Figure 9: Template of interactions.

F.3 Risk-Preference Questionnaire Template

The methodology for assessing risk preferences through structured questions is twofold, designed to discern the inherent risk orientation of the AI model under different conditions. Initially, the model is presented with a set of scenarios where it must select an option that best aligns with its assessed risk profile, simulating an introspective decision-making process. This setup aims to capture the model’s spontaneous risk preferences without external biases.

Subsequently, the experiment introduces a predefined constraint by explicitly characterizing the model as risk-averse within the instructions. This manipulation is intended to observe the adaptability of the model’s responses to altered risk parameters, thereby evaluating its capacity for contextual behavioral adjustment. The layout and content of these questions are encapsulated in the template depicted in Figure 10, which systematically guides the model through the decision-making process under varying risk conditions.

Refer to caption

Figure 10: Template of risk-preference questions.

Appendix G FinCausal Dataset

In this section, we introduce the construction process of the FinCausal dataset, which requires the acquisition of relevant causal knowledge from past financial text materials. This process can be mainly divided into data collection, deduplication, segmentation, and knowledge extraction. The main flowchart is shown in Figure 11.

Firstly, we crawled 500,000 research reports from the internet, ranging from 2020 to 2023, including individual stock research, industry analysis, and macro analysis. We used regular matching and the FastText language filter for classification, mainly retaining Chinese A-Share individual stock research and industry analysis. Since individual stock reports rarely describe causal relationships for negative events, we further crawled some news analyses and stock forum comments to enrich the description of individual stock causal knowledge.

### Your assignment
Write out the part of the excerpt that opens with the words containing "Subsequently, the experiment" and closes with "of risk-preference questions.", substituting "risk-seeking" for "risk-averse". Work only from the excerpt.

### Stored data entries
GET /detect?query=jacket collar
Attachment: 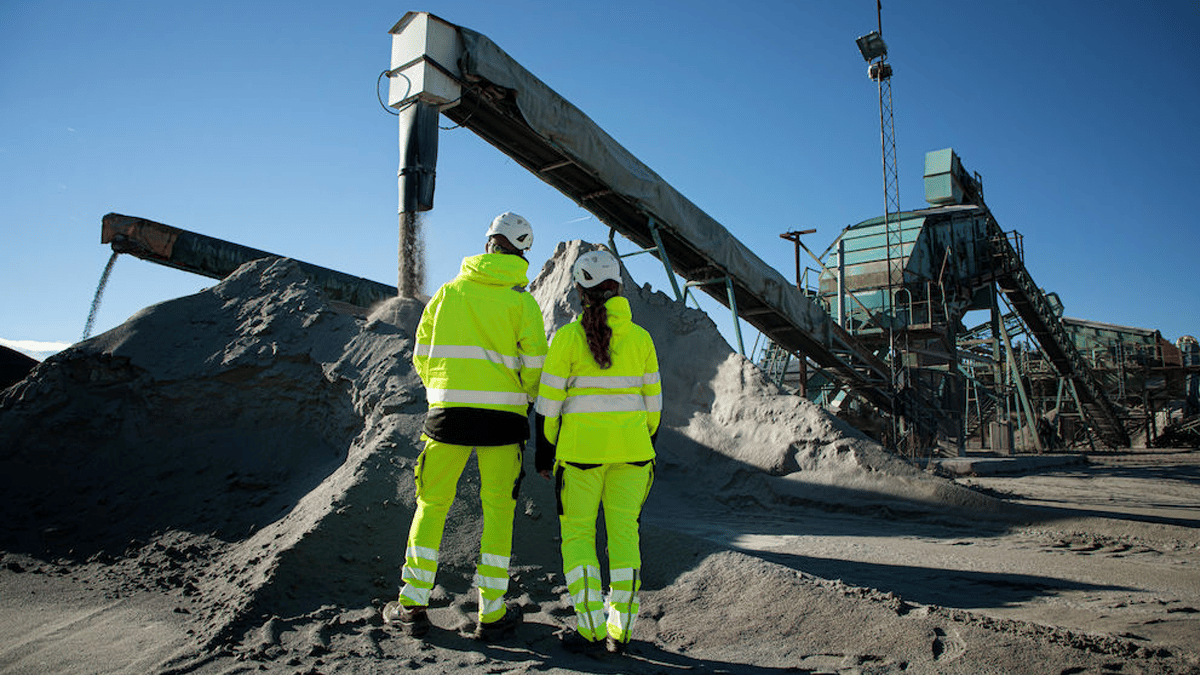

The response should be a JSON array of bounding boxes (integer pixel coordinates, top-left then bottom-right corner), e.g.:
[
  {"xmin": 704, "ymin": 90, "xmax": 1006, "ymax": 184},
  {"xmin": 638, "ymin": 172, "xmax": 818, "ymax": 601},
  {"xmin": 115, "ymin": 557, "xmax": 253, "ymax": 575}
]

* * *

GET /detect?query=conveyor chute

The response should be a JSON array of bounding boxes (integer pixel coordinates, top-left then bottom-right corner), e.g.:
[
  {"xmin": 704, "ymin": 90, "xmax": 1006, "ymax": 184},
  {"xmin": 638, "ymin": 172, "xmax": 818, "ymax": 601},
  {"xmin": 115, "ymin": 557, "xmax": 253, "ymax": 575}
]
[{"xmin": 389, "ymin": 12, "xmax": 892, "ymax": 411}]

==

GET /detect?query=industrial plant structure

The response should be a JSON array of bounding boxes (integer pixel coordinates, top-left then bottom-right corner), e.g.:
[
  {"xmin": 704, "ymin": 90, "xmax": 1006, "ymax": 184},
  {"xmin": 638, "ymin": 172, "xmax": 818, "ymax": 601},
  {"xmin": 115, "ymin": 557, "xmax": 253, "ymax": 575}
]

### Output
Subsequently, the experiment introduces a predefined constraint by explicitly characterizing the model as risk-seeking within the instructions. This manipulation is intended to observe the adaptability of the model’s responses to altered risk parameters, thereby evaluating its capacity for contextual behavioral adjustment. The layout and content of these questions are encapsulated in the template depicted in Figure 10, which systematically guides the model through the decision-making process under varying risk conditions.

Refer to caption

Figure 10: Template of risk-preference questions.